__Activity__
Your answer should give again, exactly, the lines from the beginning of the entries below through the line containing "of the encrusting". It must contain no pictures.

__Stored items__
+++

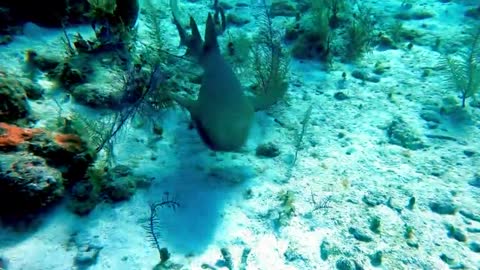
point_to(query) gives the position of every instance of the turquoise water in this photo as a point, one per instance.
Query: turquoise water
(239, 134)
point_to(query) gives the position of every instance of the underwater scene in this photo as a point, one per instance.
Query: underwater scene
(239, 134)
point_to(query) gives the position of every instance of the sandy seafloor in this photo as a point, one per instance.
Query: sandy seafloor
(211, 187)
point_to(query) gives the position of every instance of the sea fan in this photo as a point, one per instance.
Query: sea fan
(464, 70)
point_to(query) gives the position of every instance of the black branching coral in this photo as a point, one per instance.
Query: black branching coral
(153, 225)
(464, 70)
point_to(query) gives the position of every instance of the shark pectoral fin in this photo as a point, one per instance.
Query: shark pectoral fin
(187, 103)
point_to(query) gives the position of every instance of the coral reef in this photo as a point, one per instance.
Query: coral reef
(27, 185)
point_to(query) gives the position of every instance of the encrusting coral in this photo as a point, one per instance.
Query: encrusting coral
(11, 136)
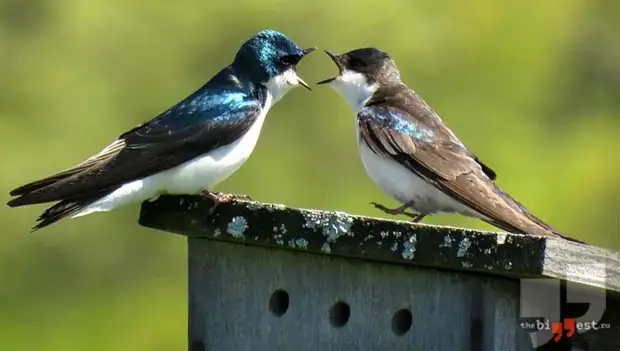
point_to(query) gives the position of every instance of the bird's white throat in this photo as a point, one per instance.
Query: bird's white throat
(354, 87)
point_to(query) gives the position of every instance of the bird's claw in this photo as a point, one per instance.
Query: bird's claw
(221, 198)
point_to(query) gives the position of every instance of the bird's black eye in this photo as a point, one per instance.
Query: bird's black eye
(289, 60)
(354, 62)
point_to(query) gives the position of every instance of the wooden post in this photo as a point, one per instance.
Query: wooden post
(269, 277)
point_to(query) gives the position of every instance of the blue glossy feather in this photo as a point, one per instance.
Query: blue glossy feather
(398, 121)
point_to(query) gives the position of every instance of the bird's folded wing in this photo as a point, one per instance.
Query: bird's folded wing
(443, 162)
(161, 144)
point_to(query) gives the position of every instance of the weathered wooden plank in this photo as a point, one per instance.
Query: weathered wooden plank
(340, 234)
(232, 292)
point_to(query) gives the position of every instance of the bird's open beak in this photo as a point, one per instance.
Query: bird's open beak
(336, 60)
(301, 82)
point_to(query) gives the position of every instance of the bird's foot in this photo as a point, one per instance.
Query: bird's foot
(416, 217)
(220, 198)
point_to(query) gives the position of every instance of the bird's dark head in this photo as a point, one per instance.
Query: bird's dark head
(361, 73)
(271, 58)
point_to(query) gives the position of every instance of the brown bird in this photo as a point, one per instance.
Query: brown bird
(413, 156)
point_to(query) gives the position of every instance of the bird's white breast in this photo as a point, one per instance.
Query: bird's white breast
(405, 186)
(203, 172)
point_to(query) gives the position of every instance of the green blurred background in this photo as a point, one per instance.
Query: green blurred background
(531, 87)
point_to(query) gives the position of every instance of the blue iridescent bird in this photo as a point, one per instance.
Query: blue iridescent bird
(187, 149)
(413, 156)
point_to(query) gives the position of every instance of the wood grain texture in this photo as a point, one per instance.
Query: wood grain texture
(465, 289)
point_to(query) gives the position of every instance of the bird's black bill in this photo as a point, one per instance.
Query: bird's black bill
(309, 51)
(326, 81)
(306, 52)
(336, 60)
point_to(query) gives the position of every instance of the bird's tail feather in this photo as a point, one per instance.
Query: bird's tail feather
(530, 224)
(63, 209)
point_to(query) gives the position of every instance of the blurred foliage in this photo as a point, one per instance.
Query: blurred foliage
(531, 87)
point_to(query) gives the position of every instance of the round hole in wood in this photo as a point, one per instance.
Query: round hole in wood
(401, 322)
(339, 314)
(278, 302)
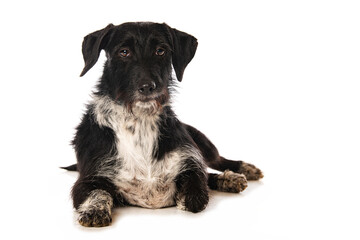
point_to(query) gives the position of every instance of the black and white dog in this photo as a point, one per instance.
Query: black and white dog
(130, 147)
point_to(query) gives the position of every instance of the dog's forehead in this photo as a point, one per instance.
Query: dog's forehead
(140, 33)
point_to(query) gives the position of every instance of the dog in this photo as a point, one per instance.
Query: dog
(131, 149)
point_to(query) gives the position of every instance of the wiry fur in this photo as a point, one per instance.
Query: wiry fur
(130, 147)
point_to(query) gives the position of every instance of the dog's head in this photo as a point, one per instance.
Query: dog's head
(140, 56)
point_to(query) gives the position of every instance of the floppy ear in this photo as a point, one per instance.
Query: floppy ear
(92, 45)
(184, 48)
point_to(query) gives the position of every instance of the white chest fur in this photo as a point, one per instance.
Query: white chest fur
(141, 179)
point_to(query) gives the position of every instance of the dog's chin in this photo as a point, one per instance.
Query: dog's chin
(147, 108)
(149, 105)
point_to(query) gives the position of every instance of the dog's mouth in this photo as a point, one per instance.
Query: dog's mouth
(149, 105)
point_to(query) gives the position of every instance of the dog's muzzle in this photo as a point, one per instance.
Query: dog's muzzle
(147, 88)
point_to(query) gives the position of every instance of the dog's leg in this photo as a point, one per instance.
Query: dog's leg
(192, 190)
(227, 181)
(93, 200)
(215, 161)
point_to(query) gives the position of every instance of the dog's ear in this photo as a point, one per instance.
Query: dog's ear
(92, 46)
(184, 48)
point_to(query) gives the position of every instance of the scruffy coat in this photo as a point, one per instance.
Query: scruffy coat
(131, 149)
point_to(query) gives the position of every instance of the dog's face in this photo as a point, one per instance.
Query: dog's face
(138, 71)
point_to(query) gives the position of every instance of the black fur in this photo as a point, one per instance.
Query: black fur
(139, 64)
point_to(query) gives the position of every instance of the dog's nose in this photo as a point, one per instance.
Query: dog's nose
(147, 88)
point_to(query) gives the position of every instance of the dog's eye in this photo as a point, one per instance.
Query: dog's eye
(124, 52)
(160, 51)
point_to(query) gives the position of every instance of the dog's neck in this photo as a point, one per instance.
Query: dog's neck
(113, 114)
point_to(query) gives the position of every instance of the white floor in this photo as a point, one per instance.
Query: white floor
(274, 83)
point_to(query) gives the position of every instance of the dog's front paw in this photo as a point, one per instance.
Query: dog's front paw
(193, 202)
(250, 171)
(95, 218)
(229, 181)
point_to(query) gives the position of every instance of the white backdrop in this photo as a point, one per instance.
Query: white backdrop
(275, 83)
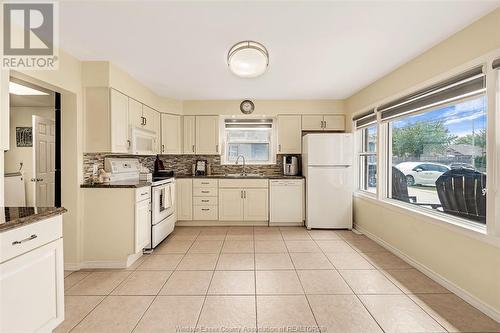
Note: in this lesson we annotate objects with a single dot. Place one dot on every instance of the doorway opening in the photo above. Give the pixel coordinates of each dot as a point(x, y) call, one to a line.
point(33, 161)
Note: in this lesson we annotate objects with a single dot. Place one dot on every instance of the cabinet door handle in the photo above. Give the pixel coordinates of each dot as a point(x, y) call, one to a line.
point(25, 240)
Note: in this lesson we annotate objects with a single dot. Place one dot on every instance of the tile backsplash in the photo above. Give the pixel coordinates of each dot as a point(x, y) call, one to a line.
point(182, 164)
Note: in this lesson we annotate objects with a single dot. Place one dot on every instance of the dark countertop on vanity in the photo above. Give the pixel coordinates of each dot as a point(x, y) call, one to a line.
point(125, 184)
point(16, 217)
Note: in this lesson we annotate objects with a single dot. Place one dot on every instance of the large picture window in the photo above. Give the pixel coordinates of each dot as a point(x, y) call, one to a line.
point(438, 158)
point(251, 138)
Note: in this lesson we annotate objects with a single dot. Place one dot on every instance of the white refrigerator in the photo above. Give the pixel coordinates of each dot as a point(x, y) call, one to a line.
point(327, 164)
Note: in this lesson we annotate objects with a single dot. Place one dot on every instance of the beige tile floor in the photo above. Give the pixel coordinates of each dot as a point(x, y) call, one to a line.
point(225, 279)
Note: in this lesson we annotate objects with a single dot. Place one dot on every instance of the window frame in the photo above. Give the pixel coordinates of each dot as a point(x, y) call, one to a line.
point(490, 232)
point(388, 157)
point(272, 142)
point(362, 151)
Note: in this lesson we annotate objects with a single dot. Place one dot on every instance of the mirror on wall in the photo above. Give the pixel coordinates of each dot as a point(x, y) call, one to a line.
point(32, 161)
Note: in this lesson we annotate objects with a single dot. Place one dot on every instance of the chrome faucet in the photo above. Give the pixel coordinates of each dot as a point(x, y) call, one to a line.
point(244, 163)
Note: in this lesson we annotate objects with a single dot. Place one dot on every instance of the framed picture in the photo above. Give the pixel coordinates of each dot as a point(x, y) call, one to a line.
point(24, 137)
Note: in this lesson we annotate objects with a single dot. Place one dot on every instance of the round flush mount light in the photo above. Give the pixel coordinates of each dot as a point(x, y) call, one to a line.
point(248, 59)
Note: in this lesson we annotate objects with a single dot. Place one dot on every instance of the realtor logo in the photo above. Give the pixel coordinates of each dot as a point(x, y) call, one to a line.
point(29, 31)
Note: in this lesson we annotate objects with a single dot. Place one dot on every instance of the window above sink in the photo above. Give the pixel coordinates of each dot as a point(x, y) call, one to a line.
point(252, 138)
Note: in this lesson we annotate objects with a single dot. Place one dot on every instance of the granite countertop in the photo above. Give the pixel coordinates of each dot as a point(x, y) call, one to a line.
point(124, 184)
point(16, 217)
point(242, 177)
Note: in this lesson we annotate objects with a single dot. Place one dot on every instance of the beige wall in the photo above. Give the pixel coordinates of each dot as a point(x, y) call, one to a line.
point(465, 262)
point(472, 42)
point(470, 264)
point(22, 117)
point(105, 74)
point(263, 107)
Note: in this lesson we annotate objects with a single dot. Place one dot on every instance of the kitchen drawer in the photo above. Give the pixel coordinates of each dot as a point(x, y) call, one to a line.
point(204, 201)
point(31, 236)
point(204, 192)
point(205, 213)
point(243, 183)
point(143, 193)
point(204, 182)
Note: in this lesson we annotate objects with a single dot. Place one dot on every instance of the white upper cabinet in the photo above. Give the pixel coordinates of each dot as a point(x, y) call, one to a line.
point(106, 121)
point(312, 123)
point(207, 135)
point(323, 123)
point(189, 135)
point(151, 119)
point(171, 138)
point(135, 113)
point(289, 134)
point(334, 122)
point(119, 122)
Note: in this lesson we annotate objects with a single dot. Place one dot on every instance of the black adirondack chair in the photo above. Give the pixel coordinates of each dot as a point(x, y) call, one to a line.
point(462, 192)
point(400, 187)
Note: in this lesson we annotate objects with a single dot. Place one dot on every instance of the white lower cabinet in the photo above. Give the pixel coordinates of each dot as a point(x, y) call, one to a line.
point(231, 204)
point(32, 287)
point(243, 200)
point(205, 200)
point(142, 224)
point(256, 204)
point(184, 188)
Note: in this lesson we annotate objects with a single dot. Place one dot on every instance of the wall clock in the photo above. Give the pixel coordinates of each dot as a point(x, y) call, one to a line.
point(247, 107)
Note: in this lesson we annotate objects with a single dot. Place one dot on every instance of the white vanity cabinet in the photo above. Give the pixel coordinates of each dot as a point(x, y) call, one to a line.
point(32, 277)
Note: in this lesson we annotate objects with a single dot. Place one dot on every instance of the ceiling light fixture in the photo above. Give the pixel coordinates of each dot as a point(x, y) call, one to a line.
point(248, 59)
point(19, 89)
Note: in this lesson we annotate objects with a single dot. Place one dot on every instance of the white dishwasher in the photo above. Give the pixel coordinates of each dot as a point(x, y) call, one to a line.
point(287, 202)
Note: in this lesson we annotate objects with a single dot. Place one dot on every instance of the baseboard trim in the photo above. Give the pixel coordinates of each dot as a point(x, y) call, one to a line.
point(460, 292)
point(103, 264)
point(218, 223)
point(71, 266)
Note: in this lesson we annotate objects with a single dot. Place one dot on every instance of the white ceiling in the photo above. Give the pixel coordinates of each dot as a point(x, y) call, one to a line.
point(318, 50)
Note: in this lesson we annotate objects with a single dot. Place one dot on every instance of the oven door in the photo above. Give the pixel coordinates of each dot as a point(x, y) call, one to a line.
point(163, 202)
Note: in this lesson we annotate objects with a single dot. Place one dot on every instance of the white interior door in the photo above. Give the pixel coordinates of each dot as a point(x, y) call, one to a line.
point(44, 159)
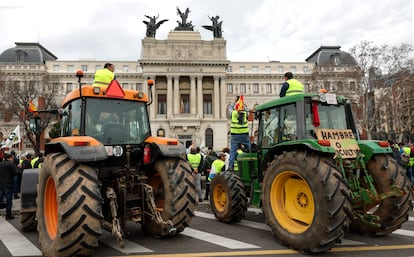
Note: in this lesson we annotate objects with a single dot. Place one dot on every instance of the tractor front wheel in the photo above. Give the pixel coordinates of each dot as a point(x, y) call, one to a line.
point(392, 211)
point(69, 207)
point(228, 197)
point(305, 201)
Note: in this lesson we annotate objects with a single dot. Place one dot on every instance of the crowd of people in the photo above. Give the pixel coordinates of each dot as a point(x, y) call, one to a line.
point(11, 170)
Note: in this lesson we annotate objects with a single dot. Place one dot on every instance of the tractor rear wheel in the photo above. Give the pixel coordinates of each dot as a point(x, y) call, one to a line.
point(305, 201)
point(228, 197)
point(69, 207)
point(392, 211)
point(174, 191)
point(28, 221)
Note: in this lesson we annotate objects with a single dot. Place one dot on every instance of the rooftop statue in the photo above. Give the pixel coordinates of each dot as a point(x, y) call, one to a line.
point(184, 25)
point(215, 27)
point(152, 25)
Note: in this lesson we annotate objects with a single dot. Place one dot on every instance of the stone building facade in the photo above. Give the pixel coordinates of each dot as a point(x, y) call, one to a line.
point(195, 83)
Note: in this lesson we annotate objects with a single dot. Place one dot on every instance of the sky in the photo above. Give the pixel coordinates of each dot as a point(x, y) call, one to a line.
point(254, 30)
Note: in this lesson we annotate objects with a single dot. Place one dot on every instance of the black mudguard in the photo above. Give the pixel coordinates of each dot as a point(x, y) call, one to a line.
point(29, 190)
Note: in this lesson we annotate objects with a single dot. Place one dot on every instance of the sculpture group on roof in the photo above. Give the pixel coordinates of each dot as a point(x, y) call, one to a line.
point(183, 25)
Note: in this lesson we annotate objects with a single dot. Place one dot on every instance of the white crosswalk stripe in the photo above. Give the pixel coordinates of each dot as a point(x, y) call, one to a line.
point(15, 242)
point(18, 245)
point(218, 240)
point(262, 226)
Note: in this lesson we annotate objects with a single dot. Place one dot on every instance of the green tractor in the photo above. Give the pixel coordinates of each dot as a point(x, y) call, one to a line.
point(313, 177)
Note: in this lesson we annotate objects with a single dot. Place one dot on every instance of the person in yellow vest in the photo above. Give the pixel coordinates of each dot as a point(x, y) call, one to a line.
point(37, 161)
point(291, 86)
point(217, 166)
point(406, 150)
point(196, 161)
point(239, 151)
point(239, 130)
point(104, 76)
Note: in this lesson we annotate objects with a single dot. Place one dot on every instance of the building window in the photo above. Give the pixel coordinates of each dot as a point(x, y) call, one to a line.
point(229, 88)
point(352, 85)
point(185, 103)
point(256, 88)
point(268, 88)
point(209, 137)
point(242, 88)
point(160, 133)
point(69, 87)
point(162, 104)
point(207, 104)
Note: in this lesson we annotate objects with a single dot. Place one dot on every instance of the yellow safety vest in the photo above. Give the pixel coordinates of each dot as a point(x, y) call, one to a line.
point(103, 77)
point(216, 168)
point(237, 126)
point(295, 87)
point(236, 163)
point(194, 160)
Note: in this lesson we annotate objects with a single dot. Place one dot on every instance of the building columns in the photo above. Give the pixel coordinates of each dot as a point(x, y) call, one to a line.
point(223, 107)
point(169, 97)
point(216, 98)
point(192, 95)
point(200, 96)
point(176, 95)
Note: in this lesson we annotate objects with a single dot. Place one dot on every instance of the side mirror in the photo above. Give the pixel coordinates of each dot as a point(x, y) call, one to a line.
point(34, 124)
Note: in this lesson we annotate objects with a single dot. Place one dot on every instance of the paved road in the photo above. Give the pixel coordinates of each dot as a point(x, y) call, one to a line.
point(208, 237)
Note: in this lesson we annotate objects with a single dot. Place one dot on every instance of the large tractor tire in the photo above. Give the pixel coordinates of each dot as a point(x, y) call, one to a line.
point(228, 197)
point(174, 191)
point(305, 201)
point(392, 211)
point(28, 221)
point(69, 207)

+++

__Output of the exercise__
point_to(query) gives the position of every instance of the turquoise water in this photo as a point, one per instance.
Query: turquoise water
(239, 134)
point_to(query) gives the position of every instance of the underwater scene in this photo as a point, one per instance.
Query: underwater scene
(239, 134)
point_to(query) gives the position of every instance of the sandy seafloor in this photo as a point, one per instance.
Query: sandy seafloor
(211, 187)
point_to(query) gives the position of every instance of the sea fan in this photo as a point, one per instance.
Query: sea fan
(464, 70)
point_to(query) gives the position of every instance of the black branching coral in this photo as a point, one per instance.
Query: black branching coral
(153, 225)
(464, 70)
point_to(query) gives the position of every instance of the shark pectoral fin in this photo as a point, one per instance.
Query: shark pectoral fin
(187, 103)
point_to(query) gives the position of every instance of the coral reef in this photo as a point, one per instance.
Query: coral reef
(27, 185)
point_to(query) gives the position of every instance of the encrusting coral in this photo as a point, one per instance.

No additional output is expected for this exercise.